- [Textauszug]
■ ■ ■ ■ ■

PDS: Mit 94,34 Prozent an die Macht

■ Mit großer Mehrheit stimmen die Parteitage von SPD und PDS für eine rot-rote Koalition in Schwerin. PDS-Chef Lothar Bisky hält nun auch eine Regierungsbeteiligung im Bund für möglich. Allerdings erst in zehn bis zwölf Jahren

Parchim (taz) – Der Alptraum des scheidenden CDU-Generalsekretärs Peter Hintze ist wahr geworden: SPD und PDS in Mecklenburg-Vorpommern haben sich die Hände gereicht. Die Sonderparteitage von Sozialdemokraten und Sozialisten stimmten am Samstag in Güstrow und Parchim für die Koalition, die der designierte SPD-Ministerpräsident Harald Ringstorff und PDS-Landeschef Helmut Holter vorige Woche ausgehandelt hatten. Damit sei der Weg in die „europäische Normalität“ frei, kommentierte PDS- Bundestagsfraktionschef Gregor Gysi. Erstmals nach dem Ende der DDR wird in Deutschland eine sozialistische Partei an einer Landesregierung beteiligt.

■ ■ ■ ■ ■

- [Zu erledigende Aufgaben]
1) In welchen Orten fanden laut dem Artikel zur rot-roten Koalition die Sonderparteitage von SPD und PDS statt?
2) Schreiben Sie bitte aus dem Artikel zur rot-roten Koalition den Abschnitt von „PDS: Mit 94,34“ bis einschließlich „einer Landesregierung beteiligt.“ genau ab.
3) Führen Sie den Artikel zur rot-roten Koalition nach seinem letzten Satz weiter.
Die anschließenden Zeilen sind eigenständiges Material.

- [Material]
■ ■ ■ ■ ■

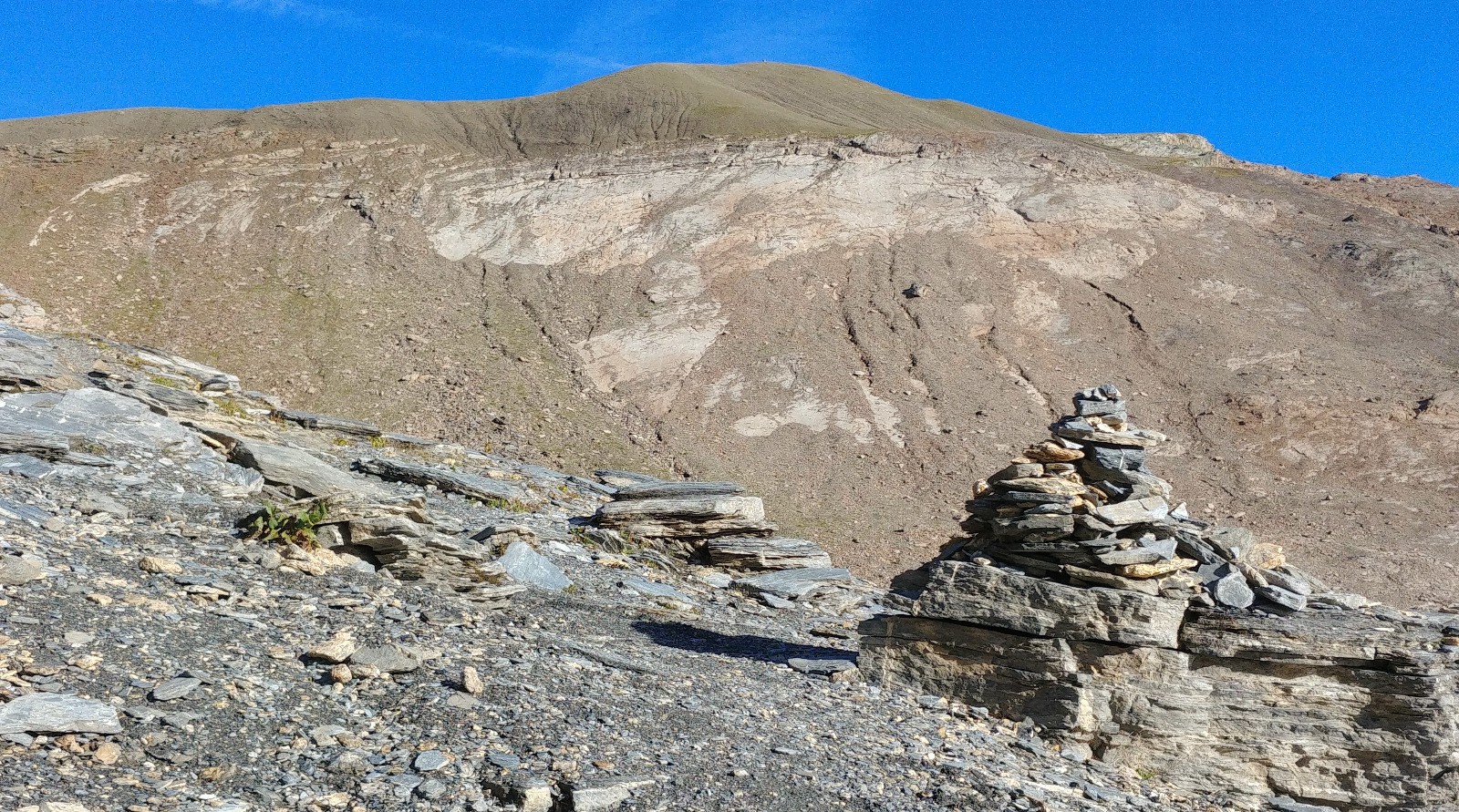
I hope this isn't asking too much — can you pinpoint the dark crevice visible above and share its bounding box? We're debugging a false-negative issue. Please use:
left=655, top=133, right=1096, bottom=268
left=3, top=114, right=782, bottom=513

■ ■ ■ ■ ■

- [Ergebnisse je Aufgabe]
1) In Güstrow und Parchim.

2)
PDS: Mit 94,34 Prozent an die Macht

■ Mit großer Mehrheit stimmen die Parteitage von SPD und PDS für eine rot-rote Koalition in Schwerin. PDS-Chef Lothar Bisky hält nun auch eine Regierungsbeteiligung im Bund für möglich. Allerdings erst in zehn bis zwölf Jahren

Parchim (taz) – Der Alptraum des scheidenden CDU-Generalsekretärs Peter Hintze ist wahr geworden: SPD und PDS in Mecklenburg-Vorpommern haben sich die Hände gereicht. Die Sonderparteitage von Sozialdemokraten und Sozialisten stimmten am Samstag in Güstrow und Parchim für die Koalition, die der designierte SPD-Ministerpräsident Harald Ringstorff und PDS-Landeschef Helmut Holter vorige Woche ausgehandelt hatten. Damit sei der Weg in die „europäische Normalität“ frei, kommentierte PDS- Bundestagsfraktionschef Gregor Gysi. Erstmals nach dem Ende der DDR wird in Deutschland eine sozialistische Partei an einer Landesregierung beteiligt.

3)
Trotz „Bauchschmerzen“ entschieden sich in einer namentlichen öffentlichen Abstimmung 100 von 106 PDS-Delegierten für die Koalition und damit für den Wechsel von der Oppositions- zur Regierungspartei. Das eindeutige Votum verwunderte nach den parteiinternen Querelen der vergangenen Wochen selbst die PDS. Bei der SPD fiel das Ergebnis weniger euphorisch aus. Von den 91 Delegierten stimmten 63 dafür und 22 dagegen, 6 enthielten sich. Bundestagspräsident Wolfgang Thierse (SPD) bezeichnete die PDS-Regierungsbeteiligung als notwendigen Schritt. Andere SPD-Mitglieder, darunter der Bundestagsabgeordnete Markus Meckel, der Theologe Richard Schröder, der Berliner Fraktionschef Klaus Böger und der frühere Minister Erhard Eppler, warnten dagegen ihre Partei in einem vom Spiegel veröffentlichten Memorandum davor, die PDS aufzuwerten. Die Regierung in Schwerin dürfe kein generelles Vorbild für andere östliche Bundesländer werden, da dies auf Dauer die Mehrheit für Rot- Grün auch im Bund gefährde.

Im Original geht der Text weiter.